## PROBLEM:
Copy the records from the line containing "[locate] the gray" through the line containing "x=48, y=326", adding 74 to each coordinate value in the answers. Keep the request lines in the output unchanged.

## DATA RECORDS:
---*---

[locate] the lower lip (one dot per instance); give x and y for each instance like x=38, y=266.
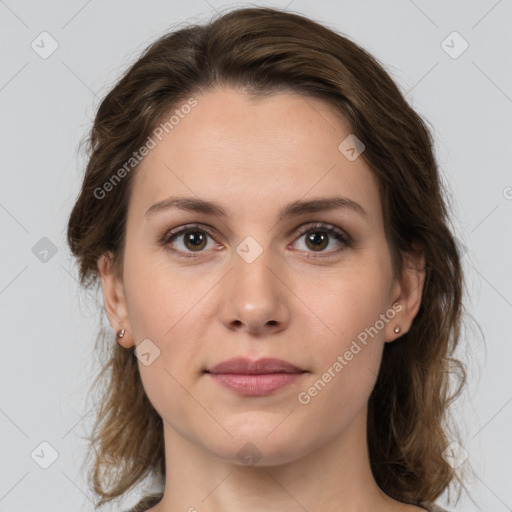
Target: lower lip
x=255, y=385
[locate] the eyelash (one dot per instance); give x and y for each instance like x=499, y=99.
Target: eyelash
x=329, y=229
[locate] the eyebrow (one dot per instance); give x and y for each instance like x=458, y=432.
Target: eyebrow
x=293, y=209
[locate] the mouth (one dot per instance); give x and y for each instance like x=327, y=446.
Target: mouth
x=255, y=378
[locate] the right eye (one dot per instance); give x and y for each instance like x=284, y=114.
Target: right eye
x=193, y=238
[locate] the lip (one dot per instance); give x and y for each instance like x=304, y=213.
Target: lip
x=243, y=365
x=255, y=378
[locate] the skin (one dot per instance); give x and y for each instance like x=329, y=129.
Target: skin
x=301, y=305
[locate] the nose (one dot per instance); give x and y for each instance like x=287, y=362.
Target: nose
x=254, y=296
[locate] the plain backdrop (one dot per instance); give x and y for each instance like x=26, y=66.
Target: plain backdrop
x=47, y=103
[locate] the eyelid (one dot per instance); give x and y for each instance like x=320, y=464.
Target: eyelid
x=344, y=238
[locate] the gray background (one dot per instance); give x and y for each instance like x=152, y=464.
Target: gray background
x=48, y=326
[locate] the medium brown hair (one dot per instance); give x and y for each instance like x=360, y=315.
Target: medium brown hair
x=261, y=51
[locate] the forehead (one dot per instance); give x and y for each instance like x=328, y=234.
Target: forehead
x=251, y=153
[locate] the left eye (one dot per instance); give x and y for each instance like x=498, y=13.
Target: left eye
x=318, y=237
x=195, y=239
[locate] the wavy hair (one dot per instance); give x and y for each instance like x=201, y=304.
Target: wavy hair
x=261, y=51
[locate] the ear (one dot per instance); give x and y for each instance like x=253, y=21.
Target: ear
x=407, y=292
x=115, y=303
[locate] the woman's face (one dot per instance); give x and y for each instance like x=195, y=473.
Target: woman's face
x=260, y=280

---*---

## CORRECT RESPONSE:
[locate] the gray background (one dot per instance); give x and y for each instance like x=152, y=464.
Target: gray background
x=122, y=400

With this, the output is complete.